**EXTRAIT:**
+ + +

07/02/2021 | by HERITAGES_OFF

« Qu’est-ce que la Gaule ? C’était un territoire grand comme la France et la Belgique, peuplé par les Gaulois. Et qui étaient les Gaulois ? De féroces guerriers aux torses nus et ennemis des Romains, les Belges étaient les plus vaillants. ». Voici ce que tout un chacun sait de la Gaule et des Gaulois, avec peut-être l’hydromel et le sanglier (Astérix et Obélix oblige). Or la Gaule, ce n’est pas tout à fait la France, et les Gaulois, furent certes de vaillants guerriers, mais aussi des artisans délicats.  

La Gaule est un espace mal indéfini. 

César la divisait en trois parties : l’Aquitaine, puis au-delà de la Garonne la Gaule « celtique », et enfin entre la Seine et le Rhin la Gaule « Belgique ». Or ces divisions sont arbitraires. En ce temps-là, en effet, la géographie ne fixait pas les limites des peuples, et l’on pouvait trouver des Germains des deux côtés du Rhin. Par ailleurs, Strabon, géographe grec du Ier siècle avant J.C., soulignait que les aquitains étaient très différents des autres peuples de Gaule, et l’on sait désormais que ces ancêtres des basques n’étaient pas des gaulois.[1]

La Gaule, ce n’était donc pas un espace en soi ; c’était une construction politique faite par César, qui lia arbitrairement des peuples sur un territoire arbitrairement délimité.

+ + +

**DONNÉES PRÉSENTÉES:**

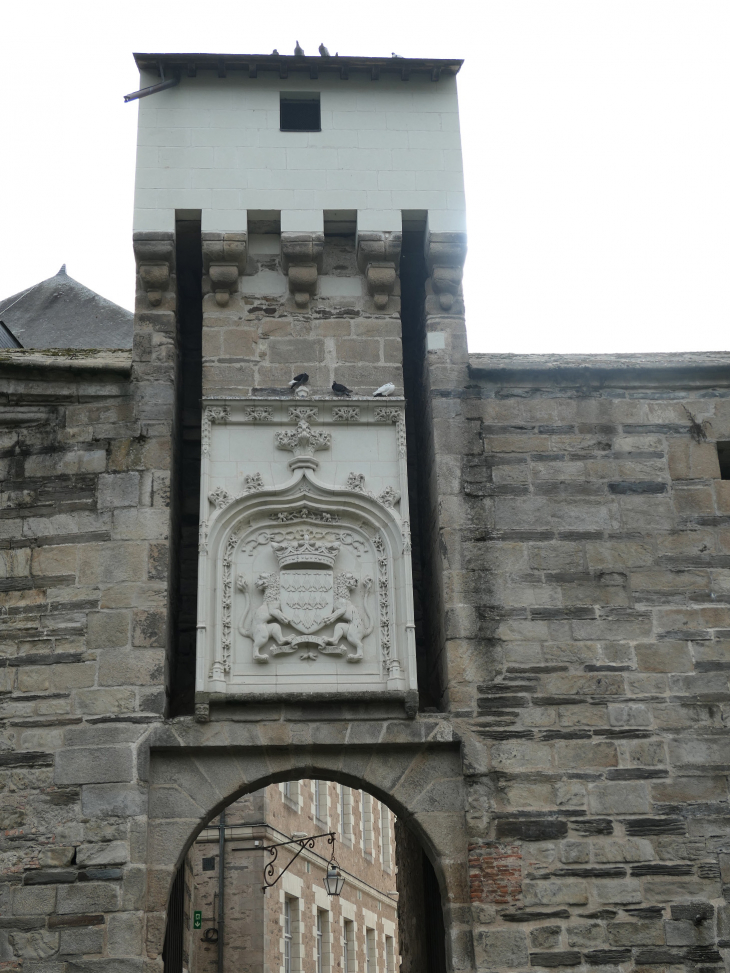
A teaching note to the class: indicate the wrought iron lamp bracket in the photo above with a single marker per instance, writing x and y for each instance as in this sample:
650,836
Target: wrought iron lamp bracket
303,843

+ + +

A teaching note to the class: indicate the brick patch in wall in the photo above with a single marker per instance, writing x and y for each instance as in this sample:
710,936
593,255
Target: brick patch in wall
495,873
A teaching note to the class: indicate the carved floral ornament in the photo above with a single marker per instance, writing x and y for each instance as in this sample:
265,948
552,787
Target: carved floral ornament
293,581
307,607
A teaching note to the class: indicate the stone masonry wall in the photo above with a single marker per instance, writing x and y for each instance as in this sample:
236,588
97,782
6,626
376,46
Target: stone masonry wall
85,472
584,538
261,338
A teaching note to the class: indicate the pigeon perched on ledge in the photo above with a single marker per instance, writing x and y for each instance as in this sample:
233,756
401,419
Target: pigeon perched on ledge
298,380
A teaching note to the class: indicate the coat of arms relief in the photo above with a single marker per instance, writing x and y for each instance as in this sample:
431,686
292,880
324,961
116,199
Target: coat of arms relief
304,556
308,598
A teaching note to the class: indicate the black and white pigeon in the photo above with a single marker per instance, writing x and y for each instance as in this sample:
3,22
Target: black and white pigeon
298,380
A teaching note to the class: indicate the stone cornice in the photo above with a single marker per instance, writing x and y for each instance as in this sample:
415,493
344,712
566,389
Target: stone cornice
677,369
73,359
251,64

+ + +

**CONSIGNES:** Recopiez le passage de l'extrait sur la Gaule qui va de « César la divisait » à « territoire arbitrairement délimité. », en substituant « Jules César » à « César ».

**RÉSULTAT:**
Jules César la divisait en trois parties : l’Aquitaine, puis au-delà de la Garonne la Gaule « celtique », et enfin entre la Seine et le Rhin la Gaule « Belgique ». Or ces divisions sont arbitraires. En ce temps-là, en effet, la géographie ne fixait pas les limites des peuples, et l’on pouvait trouver des Germains des deux côtés du Rhin. Par ailleurs, Strabon, géographe grec du Ier siècle avant J.C., soulignait que les aquitains étaient très différents des autres peuples de Gaule, et l’on sait désormais que ces ancêtres des basques n’étaient pas des gaulois.[1]

La Gaule, ce n’était donc pas un espace en soi ; c’était une construction politique faite par Jules César, qui lia arbitrairement des peuples sur un territoire arbitrairement délimité.